PROBLEM STATEMENT:
Among the entries below, tally the lines that include "target", and give the number alone.

Stored items:
· · · ·

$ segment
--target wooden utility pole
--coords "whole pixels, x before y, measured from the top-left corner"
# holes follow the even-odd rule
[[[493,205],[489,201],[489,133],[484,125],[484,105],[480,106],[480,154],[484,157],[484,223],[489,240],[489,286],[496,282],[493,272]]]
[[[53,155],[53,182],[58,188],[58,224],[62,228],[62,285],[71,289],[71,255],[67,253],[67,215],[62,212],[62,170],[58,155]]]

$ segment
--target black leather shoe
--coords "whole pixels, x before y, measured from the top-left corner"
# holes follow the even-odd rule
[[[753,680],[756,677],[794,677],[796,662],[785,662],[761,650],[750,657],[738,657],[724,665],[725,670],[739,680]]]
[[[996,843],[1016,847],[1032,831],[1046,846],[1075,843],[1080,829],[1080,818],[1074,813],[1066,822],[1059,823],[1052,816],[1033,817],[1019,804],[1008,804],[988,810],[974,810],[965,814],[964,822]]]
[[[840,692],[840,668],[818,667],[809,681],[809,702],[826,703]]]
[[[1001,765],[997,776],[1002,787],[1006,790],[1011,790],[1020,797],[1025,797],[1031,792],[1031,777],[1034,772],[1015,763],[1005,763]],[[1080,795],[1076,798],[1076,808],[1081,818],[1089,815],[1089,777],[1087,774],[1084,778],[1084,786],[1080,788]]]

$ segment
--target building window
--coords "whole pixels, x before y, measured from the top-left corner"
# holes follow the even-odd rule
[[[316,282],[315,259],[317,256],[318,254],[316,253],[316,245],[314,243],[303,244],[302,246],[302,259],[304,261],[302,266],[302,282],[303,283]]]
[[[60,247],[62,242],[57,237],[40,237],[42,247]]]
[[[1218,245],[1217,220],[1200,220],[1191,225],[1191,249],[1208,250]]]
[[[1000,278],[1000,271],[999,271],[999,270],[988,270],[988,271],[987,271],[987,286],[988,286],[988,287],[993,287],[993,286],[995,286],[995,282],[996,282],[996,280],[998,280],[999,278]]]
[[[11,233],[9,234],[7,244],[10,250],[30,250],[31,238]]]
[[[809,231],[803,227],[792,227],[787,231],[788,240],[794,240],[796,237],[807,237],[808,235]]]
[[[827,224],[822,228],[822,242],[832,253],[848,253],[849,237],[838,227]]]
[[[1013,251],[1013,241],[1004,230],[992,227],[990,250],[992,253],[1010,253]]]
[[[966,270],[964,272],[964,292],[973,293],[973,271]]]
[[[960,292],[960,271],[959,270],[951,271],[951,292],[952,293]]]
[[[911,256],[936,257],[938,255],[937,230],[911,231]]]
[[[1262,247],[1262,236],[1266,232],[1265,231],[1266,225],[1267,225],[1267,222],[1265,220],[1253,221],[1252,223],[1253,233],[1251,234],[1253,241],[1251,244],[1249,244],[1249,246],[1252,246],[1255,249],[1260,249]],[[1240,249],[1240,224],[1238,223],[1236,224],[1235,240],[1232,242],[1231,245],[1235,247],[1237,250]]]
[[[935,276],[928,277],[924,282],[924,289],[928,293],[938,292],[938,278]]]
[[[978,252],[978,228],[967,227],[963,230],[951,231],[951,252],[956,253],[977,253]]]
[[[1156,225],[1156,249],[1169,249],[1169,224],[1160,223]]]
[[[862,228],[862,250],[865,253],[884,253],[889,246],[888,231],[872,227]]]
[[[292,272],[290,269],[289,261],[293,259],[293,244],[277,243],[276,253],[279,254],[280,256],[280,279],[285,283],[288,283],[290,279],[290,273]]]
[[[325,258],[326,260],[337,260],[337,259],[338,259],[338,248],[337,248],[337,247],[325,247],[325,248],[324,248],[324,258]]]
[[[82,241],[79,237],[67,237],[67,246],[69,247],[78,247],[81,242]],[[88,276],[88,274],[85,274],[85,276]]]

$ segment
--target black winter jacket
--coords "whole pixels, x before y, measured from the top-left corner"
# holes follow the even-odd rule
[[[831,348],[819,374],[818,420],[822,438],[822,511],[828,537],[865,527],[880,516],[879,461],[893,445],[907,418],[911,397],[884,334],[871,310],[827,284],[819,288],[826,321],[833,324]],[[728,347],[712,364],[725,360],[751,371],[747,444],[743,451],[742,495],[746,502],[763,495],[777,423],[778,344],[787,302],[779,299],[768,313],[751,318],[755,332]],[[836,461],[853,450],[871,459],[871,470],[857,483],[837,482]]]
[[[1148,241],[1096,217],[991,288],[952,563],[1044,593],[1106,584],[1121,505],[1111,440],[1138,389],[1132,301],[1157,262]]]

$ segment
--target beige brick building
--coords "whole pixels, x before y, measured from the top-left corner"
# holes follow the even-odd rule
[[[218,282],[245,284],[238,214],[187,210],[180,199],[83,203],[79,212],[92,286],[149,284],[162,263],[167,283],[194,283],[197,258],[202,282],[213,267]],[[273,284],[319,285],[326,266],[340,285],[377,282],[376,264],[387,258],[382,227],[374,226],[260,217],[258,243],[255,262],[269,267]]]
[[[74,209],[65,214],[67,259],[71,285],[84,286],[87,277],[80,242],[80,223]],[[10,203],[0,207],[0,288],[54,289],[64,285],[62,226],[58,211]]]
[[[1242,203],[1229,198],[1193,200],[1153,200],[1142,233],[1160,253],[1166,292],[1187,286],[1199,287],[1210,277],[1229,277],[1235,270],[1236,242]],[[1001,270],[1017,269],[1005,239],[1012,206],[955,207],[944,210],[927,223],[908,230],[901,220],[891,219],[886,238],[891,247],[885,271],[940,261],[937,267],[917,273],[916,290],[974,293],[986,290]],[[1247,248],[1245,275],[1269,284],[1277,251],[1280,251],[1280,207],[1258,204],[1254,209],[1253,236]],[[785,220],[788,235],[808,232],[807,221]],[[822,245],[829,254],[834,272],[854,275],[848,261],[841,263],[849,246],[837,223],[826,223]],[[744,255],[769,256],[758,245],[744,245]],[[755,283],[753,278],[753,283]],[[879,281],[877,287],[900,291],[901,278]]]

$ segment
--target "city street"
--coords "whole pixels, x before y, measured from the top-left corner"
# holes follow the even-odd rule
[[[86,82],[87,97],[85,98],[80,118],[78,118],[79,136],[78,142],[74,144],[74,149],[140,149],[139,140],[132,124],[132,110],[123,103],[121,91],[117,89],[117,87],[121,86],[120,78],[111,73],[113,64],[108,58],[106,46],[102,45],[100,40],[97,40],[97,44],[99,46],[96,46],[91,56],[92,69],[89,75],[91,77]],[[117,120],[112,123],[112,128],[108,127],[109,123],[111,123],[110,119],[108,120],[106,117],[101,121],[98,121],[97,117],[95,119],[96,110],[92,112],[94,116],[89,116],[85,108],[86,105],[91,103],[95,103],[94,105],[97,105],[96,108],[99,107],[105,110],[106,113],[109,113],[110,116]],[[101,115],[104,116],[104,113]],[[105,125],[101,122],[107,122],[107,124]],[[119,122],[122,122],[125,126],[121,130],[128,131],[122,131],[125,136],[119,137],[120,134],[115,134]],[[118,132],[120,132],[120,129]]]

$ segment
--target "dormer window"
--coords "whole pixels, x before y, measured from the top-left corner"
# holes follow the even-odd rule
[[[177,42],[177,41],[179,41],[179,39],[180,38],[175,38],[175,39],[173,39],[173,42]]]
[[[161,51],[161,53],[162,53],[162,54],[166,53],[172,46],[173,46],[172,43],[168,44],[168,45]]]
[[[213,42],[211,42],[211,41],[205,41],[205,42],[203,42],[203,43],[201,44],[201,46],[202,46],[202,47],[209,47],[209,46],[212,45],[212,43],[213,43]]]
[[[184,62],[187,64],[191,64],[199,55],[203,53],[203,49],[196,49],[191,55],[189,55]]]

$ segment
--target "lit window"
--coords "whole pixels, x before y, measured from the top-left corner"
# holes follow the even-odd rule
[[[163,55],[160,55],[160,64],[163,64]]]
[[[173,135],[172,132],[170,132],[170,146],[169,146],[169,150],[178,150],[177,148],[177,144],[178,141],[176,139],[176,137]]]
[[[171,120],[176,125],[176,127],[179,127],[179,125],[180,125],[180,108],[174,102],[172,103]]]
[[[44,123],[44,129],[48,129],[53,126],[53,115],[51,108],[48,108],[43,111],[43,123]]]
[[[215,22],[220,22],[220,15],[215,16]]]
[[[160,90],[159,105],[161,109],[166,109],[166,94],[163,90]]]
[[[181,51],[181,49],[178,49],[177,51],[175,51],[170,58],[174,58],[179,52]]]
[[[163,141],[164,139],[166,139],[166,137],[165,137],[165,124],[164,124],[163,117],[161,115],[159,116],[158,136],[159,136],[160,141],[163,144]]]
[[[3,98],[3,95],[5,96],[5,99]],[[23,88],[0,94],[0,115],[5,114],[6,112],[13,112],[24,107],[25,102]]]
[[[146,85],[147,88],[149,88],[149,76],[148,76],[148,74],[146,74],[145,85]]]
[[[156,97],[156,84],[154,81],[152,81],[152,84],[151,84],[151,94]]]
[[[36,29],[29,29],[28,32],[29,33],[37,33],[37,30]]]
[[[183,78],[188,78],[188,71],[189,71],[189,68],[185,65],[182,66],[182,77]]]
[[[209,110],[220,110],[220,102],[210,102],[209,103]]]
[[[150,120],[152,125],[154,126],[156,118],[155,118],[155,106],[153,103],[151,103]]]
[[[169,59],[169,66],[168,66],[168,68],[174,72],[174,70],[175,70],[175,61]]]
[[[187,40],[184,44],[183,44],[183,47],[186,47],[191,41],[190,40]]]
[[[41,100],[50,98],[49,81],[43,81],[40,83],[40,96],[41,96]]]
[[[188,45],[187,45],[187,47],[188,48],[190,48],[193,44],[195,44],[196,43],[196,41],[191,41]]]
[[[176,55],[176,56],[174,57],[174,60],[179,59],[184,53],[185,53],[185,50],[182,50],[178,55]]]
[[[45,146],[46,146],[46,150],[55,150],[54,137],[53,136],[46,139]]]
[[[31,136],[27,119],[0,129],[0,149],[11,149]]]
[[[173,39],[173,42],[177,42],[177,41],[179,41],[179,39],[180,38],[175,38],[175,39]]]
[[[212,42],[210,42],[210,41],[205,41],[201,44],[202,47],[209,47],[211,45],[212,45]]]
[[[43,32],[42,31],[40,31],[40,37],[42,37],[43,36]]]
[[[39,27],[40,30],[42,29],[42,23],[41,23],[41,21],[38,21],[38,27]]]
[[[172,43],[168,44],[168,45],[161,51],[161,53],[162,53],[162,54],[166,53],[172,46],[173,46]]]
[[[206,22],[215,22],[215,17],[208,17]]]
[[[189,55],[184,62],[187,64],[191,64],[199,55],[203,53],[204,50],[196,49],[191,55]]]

· · · ·

TASK RESPONSE:
8